__WRITTEN INSTRUCTION__:
Please copy out the material starting with the line that contains "ceiling fan motor" and going on through the end of the material, both ends included, with every line unchanged. Leave the pictures out of your output.

__DATA FOR THE TASK__:
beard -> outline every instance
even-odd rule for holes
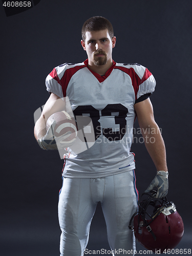
[[[104,54],[104,55],[102,57],[97,57],[97,54]],[[98,51],[94,54],[93,61],[97,66],[105,65],[107,62],[106,53],[102,51]]]

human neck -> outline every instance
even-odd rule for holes
[[[98,74],[100,76],[103,76],[108,69],[113,65],[113,61],[108,62],[105,65],[97,66],[95,64],[89,63],[88,66],[92,71]]]

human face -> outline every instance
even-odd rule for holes
[[[87,31],[86,41],[81,45],[86,51],[90,66],[100,66],[112,62],[112,48],[115,47],[116,37],[112,39],[108,29]]]

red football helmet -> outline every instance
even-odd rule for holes
[[[166,198],[154,198],[156,191],[144,193],[138,201],[138,210],[133,215],[129,228],[134,229],[136,240],[154,252],[173,249],[184,232],[182,219],[172,202]],[[151,213],[152,212],[152,213]],[[132,222],[134,220],[134,227]]]

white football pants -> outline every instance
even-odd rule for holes
[[[88,242],[91,222],[100,201],[111,249],[135,250],[128,225],[137,208],[134,171],[104,178],[63,178],[58,203],[62,231],[60,256],[82,256]],[[111,254],[112,255],[112,254]],[[115,253],[114,253],[115,255]]]

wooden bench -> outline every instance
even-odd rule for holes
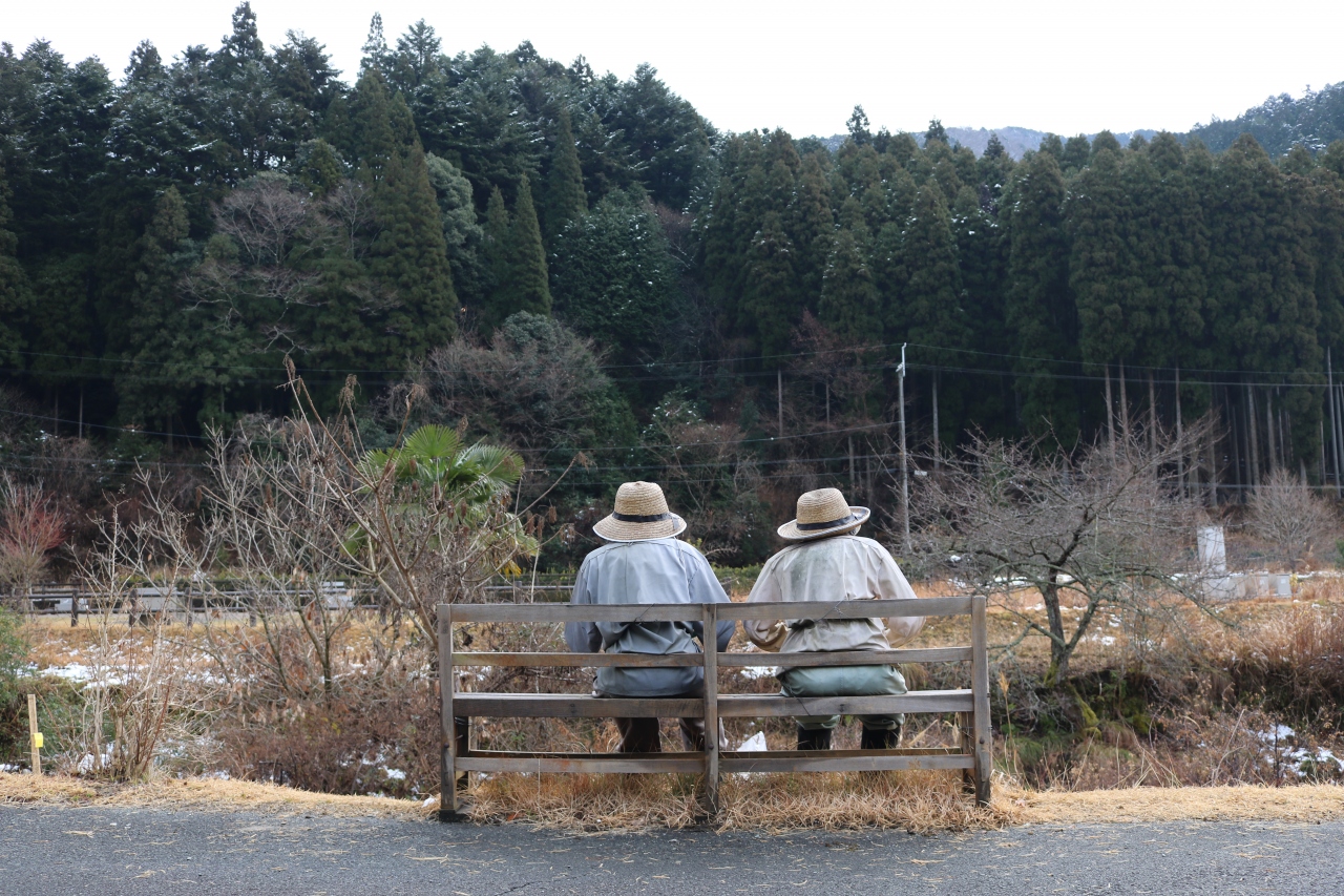
[[[890,616],[970,616],[970,644],[884,651],[806,654],[719,652],[714,636],[703,654],[570,654],[570,652],[460,652],[453,650],[453,626],[460,623],[566,623],[566,622],[700,622],[706,632],[720,620],[746,619],[860,619]],[[461,818],[460,772],[628,772],[699,774],[711,805],[718,805],[719,776],[724,772],[884,771],[905,768],[962,770],[976,802],[989,802],[989,666],[985,657],[985,599],[929,597],[921,600],[852,600],[754,604],[439,604],[438,667],[442,713],[442,800],[439,818]],[[970,662],[970,687],[914,690],[878,697],[782,697],[778,694],[720,694],[719,667],[867,666],[876,663]],[[530,667],[687,667],[704,669],[704,697],[636,698],[591,694],[460,693],[453,673],[458,666]],[[470,748],[472,717],[652,717],[704,718],[706,731],[718,731],[720,718],[793,716],[859,716],[892,713],[956,713],[957,748],[902,747],[896,749],[719,751],[714,736],[703,752],[564,753]],[[461,720],[465,718],[464,724]],[[458,720],[458,721],[454,721]]]

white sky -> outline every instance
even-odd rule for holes
[[[165,58],[188,44],[218,47],[235,5],[0,0],[0,40],[22,51],[46,38],[67,61],[97,55],[120,77],[141,39]],[[304,31],[327,44],[347,79],[379,11],[394,44],[423,17],[454,54],[531,40],[560,62],[583,54],[598,73],[628,77],[649,62],[719,128],[782,126],[794,136],[841,132],[856,102],[874,129],[922,130],[937,116],[946,125],[1063,135],[1185,130],[1270,94],[1344,81],[1337,0],[253,0],[253,9],[267,44]]]

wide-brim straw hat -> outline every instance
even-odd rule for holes
[[[607,541],[671,538],[685,531],[685,521],[668,510],[663,490],[652,482],[628,482],[616,490],[616,510],[593,523]]]
[[[839,488],[817,488],[798,498],[798,517],[780,526],[780,538],[809,541],[837,535],[868,522],[867,507],[851,507]]]

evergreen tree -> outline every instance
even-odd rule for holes
[[[19,241],[9,230],[9,182],[0,157],[0,363],[23,366],[23,342],[17,324],[28,316],[31,293],[28,278],[15,258]]]
[[[624,194],[603,198],[556,238],[555,312],[617,363],[667,357],[681,316],[676,270],[657,217]]]
[[[534,315],[548,315],[551,287],[546,270],[546,246],[542,245],[542,227],[536,221],[528,178],[517,186],[517,199],[513,202],[511,218],[509,283],[505,304],[511,307],[509,313],[527,311]]]
[[[1132,284],[1125,199],[1120,156],[1102,152],[1079,175],[1067,203],[1068,285],[1078,307],[1079,347],[1083,359],[1097,363],[1133,362],[1138,338],[1126,313]]]
[[[387,36],[383,34],[383,15],[375,12],[368,22],[368,36],[360,47],[364,55],[359,61],[360,77],[371,70],[383,71],[388,67],[388,58],[392,55],[387,48]]]
[[[919,188],[914,214],[902,234],[900,258],[905,272],[900,307],[888,319],[900,335],[891,342],[964,347],[969,328],[961,305],[957,244],[952,217],[935,184]]]
[[[390,367],[406,355],[419,355],[457,332],[457,293],[438,200],[429,183],[425,151],[417,141],[394,153],[375,190],[380,226],[370,248],[368,270],[395,289],[384,332]]]
[[[555,148],[551,151],[551,171],[546,180],[546,214],[543,215],[546,235],[552,244],[564,225],[587,211],[583,171],[579,167],[579,153],[574,145],[569,110],[560,109],[558,118]]]
[[[183,245],[188,234],[187,203],[175,187],[155,204],[155,217],[140,238],[134,289],[128,303],[124,358],[117,373],[122,401],[118,413],[132,424],[171,425],[183,396],[194,385],[184,370],[165,370],[176,359],[176,343],[190,338],[181,316],[177,281],[190,261]]]
[[[1120,155],[1121,145],[1120,140],[1116,140],[1116,135],[1113,135],[1109,130],[1102,130],[1095,137],[1093,137],[1091,157],[1095,159],[1097,153],[1103,152],[1106,149],[1114,152],[1116,155]]]
[[[453,268],[453,285],[466,305],[477,305],[487,295],[489,274],[485,269],[485,230],[476,223],[472,182],[446,159],[426,156],[429,180],[438,196],[444,244]],[[503,202],[503,199],[501,199]]]
[[[1064,157],[1060,167],[1070,174],[1078,172],[1087,167],[1090,159],[1091,144],[1087,143],[1087,136],[1077,135],[1064,144]]]
[[[863,110],[863,106],[853,108],[848,121],[845,121],[845,128],[849,130],[849,140],[855,144],[862,147],[872,143],[872,132],[868,130],[868,113]]]
[[[825,170],[816,153],[808,153],[797,188],[785,213],[789,242],[797,254],[794,276],[802,305],[816,313],[821,299],[821,276],[831,256],[835,235],[835,213],[827,191]]]
[[[763,355],[786,352],[793,328],[802,320],[797,258],[780,214],[767,211],[747,250],[747,293],[738,320],[741,332],[757,336]]]
[[[1316,338],[1310,221],[1294,209],[1286,175],[1246,135],[1218,157],[1214,184],[1207,303],[1214,342],[1241,370],[1316,374],[1324,351]],[[1320,404],[1289,389],[1279,406],[1292,418],[1293,453],[1310,461]]]
[[[847,204],[857,209],[851,198]],[[882,334],[882,296],[868,260],[868,231],[851,213],[836,234],[821,281],[817,318],[852,346],[871,346]]]
[[[508,315],[496,316],[489,307],[489,296],[493,296],[497,289],[509,278],[509,217],[508,209],[504,204],[504,194],[499,187],[491,191],[491,200],[485,206],[485,246],[484,246],[484,260],[485,260],[485,273],[488,277],[488,299],[485,305],[481,308],[481,327],[489,332],[499,320],[503,320]]]
[[[551,313],[546,248],[527,179],[519,184],[512,214],[504,211],[504,198],[499,191],[491,194],[485,235],[495,288],[481,311],[481,327],[493,330],[519,311]]]
[[[1055,139],[1058,143],[1058,137]],[[1017,170],[1005,203],[1008,291],[1005,318],[1020,396],[1019,421],[1028,432],[1052,431],[1064,444],[1078,435],[1073,390],[1050,359],[1077,357],[1078,323],[1068,291],[1068,239],[1062,206],[1064,176],[1052,152],[1034,153]],[[1005,198],[1007,199],[1007,198]]]

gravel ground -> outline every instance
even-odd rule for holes
[[[573,837],[261,813],[0,806],[0,892],[1344,893],[1344,822],[1025,826],[918,837]]]

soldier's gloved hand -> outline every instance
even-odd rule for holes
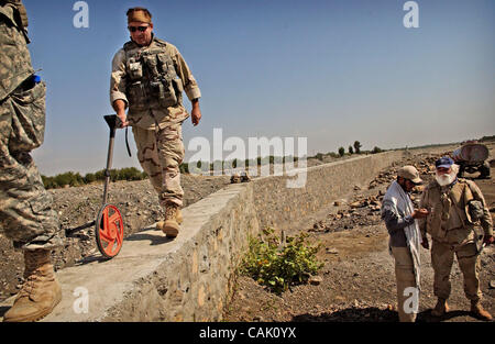
[[[424,236],[421,241],[421,246],[426,249],[430,249],[430,243],[428,242],[428,237]]]
[[[117,114],[117,127],[125,127],[129,125],[128,116],[125,115],[125,112],[118,113]]]
[[[483,244],[486,246],[492,245],[495,242],[495,237],[493,235],[485,235],[483,238]]]

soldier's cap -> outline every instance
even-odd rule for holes
[[[453,164],[454,164],[454,160],[452,160],[450,157],[442,156],[437,162],[435,162],[435,167],[436,168],[441,168],[441,167],[451,168]]]
[[[128,10],[128,24],[131,22],[151,23],[151,13],[145,8],[132,8]]]
[[[402,167],[398,171],[397,171],[397,177],[402,177],[405,179],[409,179],[410,181],[413,181],[413,184],[422,184],[421,178],[419,178],[419,171],[416,169],[416,167],[407,165]]]

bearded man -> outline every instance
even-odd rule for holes
[[[491,320],[492,315],[481,304],[479,274],[483,245],[494,242],[492,217],[480,188],[471,180],[457,177],[459,166],[450,157],[442,157],[435,165],[436,178],[425,188],[419,206],[428,210],[428,217],[418,220],[421,245],[429,248],[427,233],[432,238],[433,291],[438,302],[431,314],[441,317],[449,311],[447,299],[455,255],[464,276],[464,293],[471,300],[471,312],[479,319]],[[483,233],[479,233],[477,224]]]

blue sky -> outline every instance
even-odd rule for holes
[[[112,113],[109,77],[129,40],[125,11],[143,5],[155,34],[178,47],[201,88],[193,137],[308,137],[308,154],[447,143],[495,134],[495,2],[190,0],[86,1],[89,27],[73,25],[73,0],[24,0],[34,68],[47,82],[44,175],[105,167]],[[186,108],[190,103],[186,101]],[[114,167],[139,166],[118,132]],[[224,156],[229,152],[224,153]]]

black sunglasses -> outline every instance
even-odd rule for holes
[[[130,32],[136,32],[136,30],[139,32],[145,32],[147,27],[150,26],[128,26]]]

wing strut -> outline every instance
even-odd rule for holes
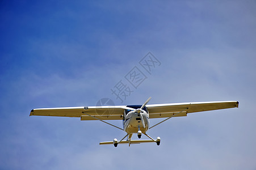
[[[151,128],[154,128],[154,126],[157,126],[157,125],[158,125],[160,124],[162,124],[162,123],[164,121],[167,121],[167,120],[169,120],[169,119],[172,118],[173,117],[174,117],[174,116],[175,116],[175,115],[177,115],[177,114],[179,114],[179,113],[181,113],[181,112],[184,112],[184,110],[187,110],[188,109],[188,108],[187,108],[184,109],[184,110],[181,110],[181,112],[178,112],[178,113],[176,113],[176,114],[174,114],[174,115],[171,116],[171,117],[168,117],[167,118],[165,119],[165,120],[163,120],[162,121],[158,123],[158,124],[156,124],[154,125],[154,126],[151,126],[150,128],[149,128],[149,129],[150,129]]]
[[[124,131],[124,129],[121,129],[121,128],[120,128],[119,127],[117,127],[117,126],[115,126],[114,125],[112,125],[112,124],[110,124],[110,123],[108,123],[108,122],[107,122],[106,121],[103,121],[103,120],[100,120],[100,119],[99,119],[99,118],[96,118],[96,117],[94,117],[94,116],[91,116],[91,115],[90,115],[89,114],[86,113],[86,112],[82,112],[82,113],[85,113],[85,114],[88,115],[89,116],[90,116],[90,117],[93,117],[93,118],[96,118],[96,119],[99,120],[100,121],[102,121],[102,122],[104,122],[104,123],[105,123],[105,124],[108,124],[108,125],[111,125],[111,126],[114,126],[114,127],[115,127],[115,128],[117,128],[117,129],[119,129],[120,130],[121,130]]]

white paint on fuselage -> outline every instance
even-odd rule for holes
[[[145,110],[142,110],[141,112],[142,118],[144,120],[145,128],[143,128],[143,123],[140,119],[140,113],[137,110],[132,110],[129,112],[126,116],[124,121],[124,130],[127,133],[137,133],[139,130],[139,126],[140,130],[142,133],[145,133],[148,130],[149,126],[149,114]],[[139,119],[139,120],[138,120]]]

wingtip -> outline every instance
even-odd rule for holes
[[[239,102],[238,101],[237,101],[237,104],[236,105],[236,107],[237,108],[238,108],[238,105],[239,105]]]
[[[34,114],[34,109],[32,109],[31,111],[30,111],[30,116],[33,116]]]

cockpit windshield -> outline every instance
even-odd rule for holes
[[[141,106],[142,106],[142,105],[127,105],[127,107],[129,107],[129,108],[133,108],[135,109],[140,109],[141,107]],[[142,110],[148,112],[148,109],[146,108],[146,107],[144,107],[142,108]],[[131,109],[125,109],[125,114],[128,113],[131,111],[132,111],[132,110],[131,110]]]

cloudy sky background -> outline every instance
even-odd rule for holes
[[[254,1],[1,1],[0,169],[255,169]],[[111,89],[150,52],[161,62],[123,103]],[[148,131],[161,144],[36,108],[238,100]],[[151,124],[159,120],[151,120]],[[111,122],[121,126],[121,121]],[[134,138],[135,139],[136,138]]]

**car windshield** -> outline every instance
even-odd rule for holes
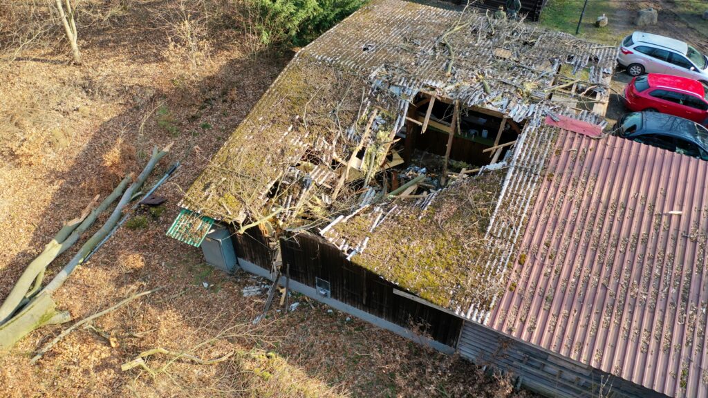
[[[646,74],[634,78],[634,87],[637,91],[644,91],[649,88],[649,81]]]
[[[704,148],[708,148],[708,129],[696,123],[696,140]]]
[[[624,117],[622,118],[620,129],[622,133],[629,134],[640,128],[641,128],[641,113],[632,112],[624,115]]]
[[[693,64],[698,67],[698,69],[703,70],[706,69],[706,57],[698,52],[697,50],[691,46],[688,46],[688,51],[686,52],[686,57],[693,62]]]

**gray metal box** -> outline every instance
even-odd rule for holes
[[[234,273],[237,260],[229,229],[217,225],[202,242],[202,252],[207,263],[229,273]]]

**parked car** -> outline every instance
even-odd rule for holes
[[[634,32],[624,38],[617,62],[631,76],[663,73],[708,82],[708,59],[684,42]]]
[[[631,110],[661,112],[708,124],[708,89],[692,79],[653,73],[638,76],[624,88],[624,104]]]
[[[708,130],[687,119],[656,112],[632,112],[615,125],[617,135],[708,161]]]

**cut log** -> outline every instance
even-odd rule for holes
[[[115,208],[113,210],[113,212],[111,213],[108,220],[106,220],[105,223],[103,224],[103,226],[101,227],[101,229],[98,229],[96,234],[93,234],[93,236],[91,237],[91,239],[84,244],[84,246],[81,246],[81,248],[79,250],[79,252],[76,253],[76,254],[69,261],[69,263],[67,263],[64,268],[54,277],[54,279],[52,279],[52,281],[47,285],[47,287],[45,288],[45,290],[49,292],[50,293],[56,291],[57,289],[64,284],[64,282],[67,278],[69,278],[69,275],[74,272],[74,270],[76,269],[79,264],[84,262],[84,258],[85,258],[86,256],[91,253],[93,246],[98,244],[98,242],[103,240],[103,239],[105,237],[109,232],[110,232],[110,231],[113,229],[113,227],[120,219],[120,217],[122,215],[123,207],[125,207],[125,205],[130,202],[130,199],[133,197],[133,194],[135,194],[136,191],[137,191],[138,188],[142,186],[142,184],[145,183],[145,180],[147,179],[147,177],[150,175],[152,169],[157,165],[157,162],[159,161],[163,157],[167,154],[171,146],[171,144],[168,145],[161,151],[158,151],[156,147],[153,149],[152,157],[150,157],[150,160],[147,162],[147,165],[145,166],[142,172],[140,173],[139,176],[138,176],[135,182],[130,184],[130,186],[128,187],[125,193],[123,193],[123,195],[120,198],[120,200],[115,206]]]
[[[140,293],[137,293],[136,295],[132,295],[132,296],[130,296],[130,297],[127,297],[127,298],[126,298],[126,299],[125,299],[123,300],[121,300],[120,302],[116,304],[115,305],[113,305],[112,307],[106,308],[105,309],[104,309],[104,310],[103,310],[103,311],[101,311],[100,312],[97,312],[97,313],[96,313],[96,314],[94,314],[90,316],[90,317],[87,317],[86,318],[84,318],[81,321],[79,321],[78,322],[74,324],[71,326],[67,328],[64,331],[62,331],[61,334],[59,334],[59,336],[57,336],[57,337],[55,337],[54,340],[52,340],[50,342],[49,342],[48,343],[45,344],[44,346],[42,346],[40,349],[40,351],[37,352],[37,354],[34,357],[33,357],[31,360],[30,360],[30,363],[34,363],[35,362],[37,362],[37,360],[39,358],[42,358],[42,356],[43,356],[45,354],[45,353],[46,353],[49,350],[52,349],[52,347],[55,346],[55,345],[56,345],[57,343],[58,343],[59,340],[61,340],[61,339],[64,339],[64,337],[66,337],[66,336],[67,334],[69,334],[69,333],[71,333],[73,330],[76,329],[77,327],[79,327],[79,326],[80,326],[81,325],[86,324],[87,324],[87,323],[93,321],[93,319],[95,319],[96,318],[98,318],[100,317],[103,317],[103,315],[105,315],[108,312],[110,312],[112,311],[115,311],[115,310],[118,309],[118,308],[120,308],[121,307],[125,305],[126,304],[130,302],[131,301],[132,301],[132,300],[135,300],[135,299],[137,299],[138,297],[144,296],[146,295],[149,295],[150,293],[154,293],[154,292],[159,290],[161,288],[157,288],[156,289],[153,289],[152,290],[147,290],[145,292],[140,292]]]
[[[57,311],[57,303],[47,293],[40,293],[20,312],[0,326],[0,351],[8,350],[15,343],[45,325],[71,320],[68,312]]]
[[[118,219],[120,218],[123,207],[130,201],[135,191],[145,182],[145,180],[147,179],[150,172],[154,169],[160,159],[167,154],[170,146],[171,144],[168,145],[162,151],[158,151],[157,148],[153,149],[152,157],[148,161],[147,165],[135,182],[131,184],[123,193],[115,209],[113,210],[113,212],[98,232],[84,244],[84,246],[81,246],[74,258],[69,261],[64,268],[59,271],[54,279],[37,296],[29,300],[29,302],[24,307],[21,308],[18,313],[0,326],[0,348],[9,348],[16,341],[32,331],[45,324],[55,324],[68,320],[66,313],[56,311],[56,303],[51,297],[52,293],[64,284],[67,278],[83,262],[84,258],[91,252],[93,248],[110,232],[113,226],[118,222]],[[24,297],[24,292],[22,292],[21,295]],[[21,298],[21,301],[22,299]]]
[[[20,278],[13,287],[7,298],[0,306],[0,324],[4,324],[8,318],[17,310],[23,302],[23,298],[31,298],[39,290],[47,267],[59,254],[66,251],[79,240],[81,234],[93,224],[96,217],[118,199],[130,181],[129,178],[123,178],[123,181],[118,184],[113,192],[98,207],[93,209],[81,220],[79,221],[81,222],[80,224],[79,222],[75,222],[78,219],[74,219],[67,223],[57,234],[54,239],[45,246],[42,254],[30,263],[25,271],[20,275]],[[84,210],[85,212],[86,210]]]

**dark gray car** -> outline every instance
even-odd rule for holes
[[[683,118],[632,112],[617,121],[615,131],[632,141],[708,161],[708,130]]]

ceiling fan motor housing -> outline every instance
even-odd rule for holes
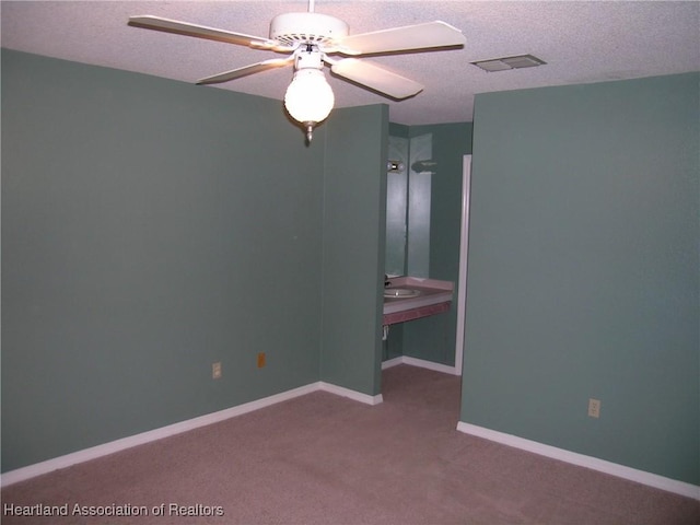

__SOLUTION FOR THIS EXERCISE__:
ceiling fan motor housing -> outline every instance
even-odd rule for holes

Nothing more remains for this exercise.